*TEXT EXCERPT:*
———
From: Eric Dumazet <dada1@cosmosbay.com>
To: Ingo Molnar <mingo@elte.hu>
Cc: David Miller <davem@davemloft.net>,
netdev@vger.kernel.org, linux-kernel@vger.kernel.org,
Peter Zijlstra <a.p.zijlstra@chello.nl>
Subject: Re: [RFC,PATCH] loopback: calls netif_receive_skb() instead of netif_rx()
Date: Tue, 01 Apr 2008 11:19:06 +0200 [thread overview]
Message-ID: <47F1FE0A.9090501@cosmosbay.com> (raw)
In-Reply-To: <20080331101237.GA12324@elte.hu>
[-- Attachment #1: Type: text/plain, Size: 2186 bytes --]
Ingo Molnar a écrit :
> * Eric Dumazet <dada1@cosmosbay.com> wrote:
>
>
>> Problem is to check available space :
>>
>> It depends on stack growing UP or DOWN, and depends on caller running
>> on process stack, or softirq stack, or even hardirq stack.
———
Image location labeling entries
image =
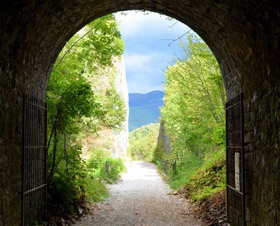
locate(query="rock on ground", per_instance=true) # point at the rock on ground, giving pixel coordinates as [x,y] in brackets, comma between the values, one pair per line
[141,198]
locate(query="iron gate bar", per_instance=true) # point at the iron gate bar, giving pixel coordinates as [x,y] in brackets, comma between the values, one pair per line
[235,198]
[34,155]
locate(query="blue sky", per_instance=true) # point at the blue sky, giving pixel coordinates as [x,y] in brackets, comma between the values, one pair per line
[147,52]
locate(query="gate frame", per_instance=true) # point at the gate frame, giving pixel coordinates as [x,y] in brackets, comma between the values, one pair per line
[23,192]
[242,158]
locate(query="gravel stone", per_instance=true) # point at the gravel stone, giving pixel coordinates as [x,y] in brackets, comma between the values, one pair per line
[141,198]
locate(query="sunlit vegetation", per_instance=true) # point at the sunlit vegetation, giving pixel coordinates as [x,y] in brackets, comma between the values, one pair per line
[142,141]
[193,117]
[77,107]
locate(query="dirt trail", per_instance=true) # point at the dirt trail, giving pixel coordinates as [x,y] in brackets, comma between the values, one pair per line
[141,198]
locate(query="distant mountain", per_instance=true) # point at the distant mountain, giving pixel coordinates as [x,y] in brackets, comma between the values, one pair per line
[144,108]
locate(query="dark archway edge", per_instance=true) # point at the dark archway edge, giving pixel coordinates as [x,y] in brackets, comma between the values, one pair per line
[244,36]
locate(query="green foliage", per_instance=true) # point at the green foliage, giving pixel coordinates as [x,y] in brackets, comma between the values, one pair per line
[194,119]
[103,166]
[143,141]
[208,179]
[77,107]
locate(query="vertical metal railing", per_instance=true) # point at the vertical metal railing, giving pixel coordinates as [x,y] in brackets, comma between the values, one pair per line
[235,161]
[34,156]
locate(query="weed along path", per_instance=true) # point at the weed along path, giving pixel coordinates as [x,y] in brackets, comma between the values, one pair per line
[141,198]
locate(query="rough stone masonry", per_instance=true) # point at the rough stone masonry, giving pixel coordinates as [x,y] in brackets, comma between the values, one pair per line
[243,35]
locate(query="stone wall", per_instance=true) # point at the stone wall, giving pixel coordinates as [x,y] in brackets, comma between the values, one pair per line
[243,35]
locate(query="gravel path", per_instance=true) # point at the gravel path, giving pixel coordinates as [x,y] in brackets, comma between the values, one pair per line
[141,198]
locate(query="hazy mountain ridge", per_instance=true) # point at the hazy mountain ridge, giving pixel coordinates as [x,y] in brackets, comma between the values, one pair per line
[144,108]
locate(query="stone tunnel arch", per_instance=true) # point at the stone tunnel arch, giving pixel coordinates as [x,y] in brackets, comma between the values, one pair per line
[244,36]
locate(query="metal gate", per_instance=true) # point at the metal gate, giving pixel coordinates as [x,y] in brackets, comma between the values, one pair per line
[34,153]
[235,161]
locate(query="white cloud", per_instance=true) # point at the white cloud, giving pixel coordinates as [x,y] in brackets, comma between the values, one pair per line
[137,23]
[136,61]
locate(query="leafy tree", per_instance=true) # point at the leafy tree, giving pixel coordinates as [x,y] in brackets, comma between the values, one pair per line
[76,107]
[143,141]
[194,119]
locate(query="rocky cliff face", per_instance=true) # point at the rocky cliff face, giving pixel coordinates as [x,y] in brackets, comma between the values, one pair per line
[121,137]
[114,141]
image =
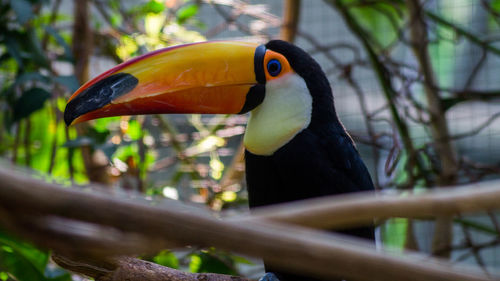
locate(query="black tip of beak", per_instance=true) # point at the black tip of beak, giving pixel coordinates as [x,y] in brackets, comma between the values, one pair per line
[99,94]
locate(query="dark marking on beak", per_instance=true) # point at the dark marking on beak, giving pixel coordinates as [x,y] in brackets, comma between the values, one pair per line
[99,95]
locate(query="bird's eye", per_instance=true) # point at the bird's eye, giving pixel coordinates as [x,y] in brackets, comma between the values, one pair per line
[274,67]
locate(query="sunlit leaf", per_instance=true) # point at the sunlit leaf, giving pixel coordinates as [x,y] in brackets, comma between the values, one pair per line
[167,258]
[134,130]
[34,46]
[116,19]
[29,102]
[153,6]
[32,76]
[68,54]
[22,8]
[394,233]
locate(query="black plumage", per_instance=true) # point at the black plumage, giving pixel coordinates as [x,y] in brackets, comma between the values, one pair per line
[320,160]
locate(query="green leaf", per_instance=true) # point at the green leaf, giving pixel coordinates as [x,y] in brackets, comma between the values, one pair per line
[34,46]
[23,10]
[167,258]
[14,49]
[154,7]
[68,55]
[32,76]
[69,81]
[186,12]
[29,102]
[394,233]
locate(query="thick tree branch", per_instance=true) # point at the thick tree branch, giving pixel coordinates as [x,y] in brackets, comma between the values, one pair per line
[285,246]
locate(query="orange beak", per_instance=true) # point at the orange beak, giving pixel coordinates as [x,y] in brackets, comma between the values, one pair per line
[209,77]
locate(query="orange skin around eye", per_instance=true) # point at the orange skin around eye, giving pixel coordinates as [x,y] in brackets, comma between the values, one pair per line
[285,66]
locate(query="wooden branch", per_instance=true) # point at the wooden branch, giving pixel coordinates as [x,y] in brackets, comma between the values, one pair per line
[284,246]
[291,14]
[361,209]
[130,269]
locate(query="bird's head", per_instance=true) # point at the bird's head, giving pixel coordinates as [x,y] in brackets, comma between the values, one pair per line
[281,86]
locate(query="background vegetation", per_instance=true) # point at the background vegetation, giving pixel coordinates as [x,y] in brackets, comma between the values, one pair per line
[407,120]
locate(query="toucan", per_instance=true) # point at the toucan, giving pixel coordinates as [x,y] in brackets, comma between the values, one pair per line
[295,145]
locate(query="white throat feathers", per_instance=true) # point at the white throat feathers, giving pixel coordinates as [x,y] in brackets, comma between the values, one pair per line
[285,111]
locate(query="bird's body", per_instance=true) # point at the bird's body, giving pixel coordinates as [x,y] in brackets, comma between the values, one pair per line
[320,160]
[296,147]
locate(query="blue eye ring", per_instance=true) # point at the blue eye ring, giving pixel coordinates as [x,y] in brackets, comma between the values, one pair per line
[274,67]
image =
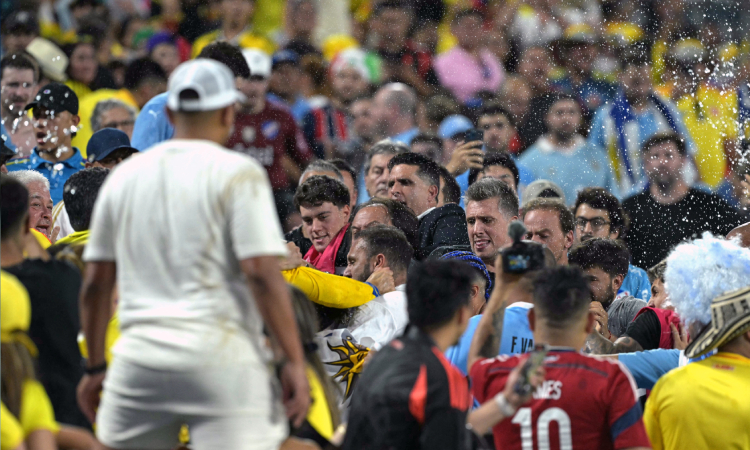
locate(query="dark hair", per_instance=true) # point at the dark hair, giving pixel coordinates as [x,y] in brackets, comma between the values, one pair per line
[451,189]
[429,170]
[142,70]
[561,295]
[600,198]
[18,60]
[497,159]
[435,290]
[429,138]
[79,195]
[401,217]
[487,188]
[229,55]
[657,272]
[319,189]
[567,221]
[14,200]
[344,166]
[663,138]
[390,242]
[612,256]
[384,147]
[494,108]
[468,12]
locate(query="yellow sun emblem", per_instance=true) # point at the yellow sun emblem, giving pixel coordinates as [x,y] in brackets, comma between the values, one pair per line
[350,365]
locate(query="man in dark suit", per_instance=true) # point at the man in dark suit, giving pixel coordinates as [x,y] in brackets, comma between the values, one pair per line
[414,180]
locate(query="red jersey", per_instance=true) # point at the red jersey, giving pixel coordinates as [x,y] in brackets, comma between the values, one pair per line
[267,137]
[584,403]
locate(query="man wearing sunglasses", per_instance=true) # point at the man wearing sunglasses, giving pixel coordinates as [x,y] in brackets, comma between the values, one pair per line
[55,111]
[598,214]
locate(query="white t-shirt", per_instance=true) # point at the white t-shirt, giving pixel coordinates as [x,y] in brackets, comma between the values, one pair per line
[177,220]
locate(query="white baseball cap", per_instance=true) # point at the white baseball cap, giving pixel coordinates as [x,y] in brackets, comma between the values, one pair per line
[211,80]
[259,62]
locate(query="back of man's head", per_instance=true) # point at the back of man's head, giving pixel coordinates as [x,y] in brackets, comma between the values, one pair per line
[561,296]
[487,188]
[79,195]
[319,189]
[391,243]
[15,206]
[609,255]
[436,290]
[400,215]
[428,170]
[229,55]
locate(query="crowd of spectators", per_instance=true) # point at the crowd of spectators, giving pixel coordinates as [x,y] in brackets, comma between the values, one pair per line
[155,153]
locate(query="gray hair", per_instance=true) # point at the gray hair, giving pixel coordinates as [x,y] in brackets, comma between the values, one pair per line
[320,165]
[384,147]
[108,105]
[487,188]
[26,177]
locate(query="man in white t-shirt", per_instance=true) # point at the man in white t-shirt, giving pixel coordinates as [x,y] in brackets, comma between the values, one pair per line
[189,233]
[345,344]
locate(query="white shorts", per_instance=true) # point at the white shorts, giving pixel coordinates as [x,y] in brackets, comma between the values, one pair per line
[225,407]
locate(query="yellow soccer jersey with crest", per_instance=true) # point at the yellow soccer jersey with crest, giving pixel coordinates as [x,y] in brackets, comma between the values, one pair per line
[704,405]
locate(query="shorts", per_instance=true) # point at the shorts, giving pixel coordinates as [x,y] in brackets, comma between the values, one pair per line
[236,407]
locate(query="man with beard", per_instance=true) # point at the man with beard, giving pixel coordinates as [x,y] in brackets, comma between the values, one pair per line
[18,75]
[40,203]
[598,213]
[670,211]
[605,263]
[562,154]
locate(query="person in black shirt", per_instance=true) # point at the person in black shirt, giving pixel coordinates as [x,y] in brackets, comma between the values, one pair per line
[409,396]
[669,211]
[53,287]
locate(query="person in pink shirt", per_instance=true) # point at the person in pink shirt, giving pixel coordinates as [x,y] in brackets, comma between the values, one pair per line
[469,68]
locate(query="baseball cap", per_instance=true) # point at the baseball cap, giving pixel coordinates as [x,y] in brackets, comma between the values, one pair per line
[453,125]
[211,80]
[284,57]
[56,97]
[52,61]
[105,141]
[542,189]
[259,62]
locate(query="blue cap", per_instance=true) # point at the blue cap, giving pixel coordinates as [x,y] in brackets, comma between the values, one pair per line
[283,57]
[475,262]
[105,141]
[453,125]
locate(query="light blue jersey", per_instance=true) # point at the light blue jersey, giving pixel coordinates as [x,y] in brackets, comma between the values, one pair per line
[517,336]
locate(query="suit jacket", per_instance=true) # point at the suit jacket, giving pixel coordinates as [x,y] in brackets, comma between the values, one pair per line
[442,226]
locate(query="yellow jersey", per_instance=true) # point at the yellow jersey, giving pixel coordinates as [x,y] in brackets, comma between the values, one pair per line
[711,119]
[704,405]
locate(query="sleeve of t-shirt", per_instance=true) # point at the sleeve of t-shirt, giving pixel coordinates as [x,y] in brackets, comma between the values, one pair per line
[101,244]
[624,411]
[253,222]
[648,366]
[646,330]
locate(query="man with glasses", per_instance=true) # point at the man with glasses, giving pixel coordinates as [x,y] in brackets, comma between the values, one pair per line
[113,113]
[55,111]
[18,75]
[598,214]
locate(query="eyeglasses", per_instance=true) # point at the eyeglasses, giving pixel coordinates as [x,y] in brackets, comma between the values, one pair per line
[596,223]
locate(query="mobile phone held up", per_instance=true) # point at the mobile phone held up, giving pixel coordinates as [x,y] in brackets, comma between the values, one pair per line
[535,360]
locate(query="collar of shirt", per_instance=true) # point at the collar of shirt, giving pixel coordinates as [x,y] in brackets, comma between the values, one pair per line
[74,162]
[427,211]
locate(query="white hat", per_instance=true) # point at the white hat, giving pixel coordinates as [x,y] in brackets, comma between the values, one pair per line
[259,62]
[211,80]
[52,61]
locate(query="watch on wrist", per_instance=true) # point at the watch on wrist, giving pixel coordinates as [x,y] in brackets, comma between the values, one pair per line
[505,407]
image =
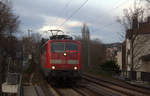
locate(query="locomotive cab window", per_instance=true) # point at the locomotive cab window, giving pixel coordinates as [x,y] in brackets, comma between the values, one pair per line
[62,47]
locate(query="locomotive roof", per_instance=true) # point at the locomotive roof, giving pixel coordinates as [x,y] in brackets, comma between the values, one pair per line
[60,37]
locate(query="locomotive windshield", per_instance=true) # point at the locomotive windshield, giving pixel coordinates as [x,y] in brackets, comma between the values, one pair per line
[61,47]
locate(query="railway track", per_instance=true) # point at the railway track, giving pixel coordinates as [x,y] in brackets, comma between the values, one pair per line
[118,88]
[83,89]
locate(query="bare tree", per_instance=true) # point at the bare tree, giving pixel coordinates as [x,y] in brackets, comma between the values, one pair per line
[131,20]
[8,21]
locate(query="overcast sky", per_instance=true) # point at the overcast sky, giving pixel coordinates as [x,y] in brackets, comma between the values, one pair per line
[100,16]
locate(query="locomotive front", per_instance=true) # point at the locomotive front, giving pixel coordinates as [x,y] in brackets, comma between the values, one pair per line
[64,59]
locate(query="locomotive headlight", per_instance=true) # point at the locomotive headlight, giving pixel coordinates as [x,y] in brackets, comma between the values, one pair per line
[53,67]
[75,68]
[65,54]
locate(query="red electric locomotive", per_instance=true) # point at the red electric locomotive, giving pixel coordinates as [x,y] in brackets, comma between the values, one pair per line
[61,58]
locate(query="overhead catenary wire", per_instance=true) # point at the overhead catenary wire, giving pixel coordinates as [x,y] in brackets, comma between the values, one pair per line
[73,14]
[63,10]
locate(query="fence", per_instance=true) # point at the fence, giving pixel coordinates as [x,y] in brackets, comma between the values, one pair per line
[136,75]
[12,89]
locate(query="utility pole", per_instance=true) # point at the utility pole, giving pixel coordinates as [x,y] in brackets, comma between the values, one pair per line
[29,32]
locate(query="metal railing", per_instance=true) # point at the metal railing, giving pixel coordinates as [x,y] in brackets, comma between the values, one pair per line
[136,75]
———
*DIRECTIVES:*
1. In the mailing list message about the loopback patch, what two things does checking available space depend on?
2. Resume the mailing list message about the loopback patch from the point where it stops.

*SOLVED PROBLEMS:*
1. It depends on whether the stack grows up or down, and on whether the caller is running on the process stack, the softirq stack, or the hardirq stack.

2.
>>
>
> ok - i wish such threads were on lkml so that everyone not just the
> netdev kabal can read it. It's quite ugly, but if we want to check stack
> free space i'd suggest for you to put a stack_can_recurse() call into
> arch/x86/kernel/process.c and offer a default __weak implementation in
> kernel/fork.c that always returns 0.
>
> the rule on x86 should be something like this: on 4K stacks and 64-bit
> [which have irqstacks] free stack space can go as low as 25%. On 8K
> stacks [which doesnt have irqstacks but nests irqs] it should not go
> below 50% before falling back to the explicitly queued packet branch.
>
> this way other pieces of kernel code code can choose between on-stack
> fast recursion and explicit iterators. Although i'm not sure i like the
> whole concept to begin with ...
>
>
Hi Ingo
I took the time to prepare a patch to implement
arch_stack_can_recurse() as you suggested.
Thank you
[PATCH] x86 : arch_stack_can_recurse() introduction
Some paths in kernel would like to chose between on-stack fast recursion
and explicit iterators.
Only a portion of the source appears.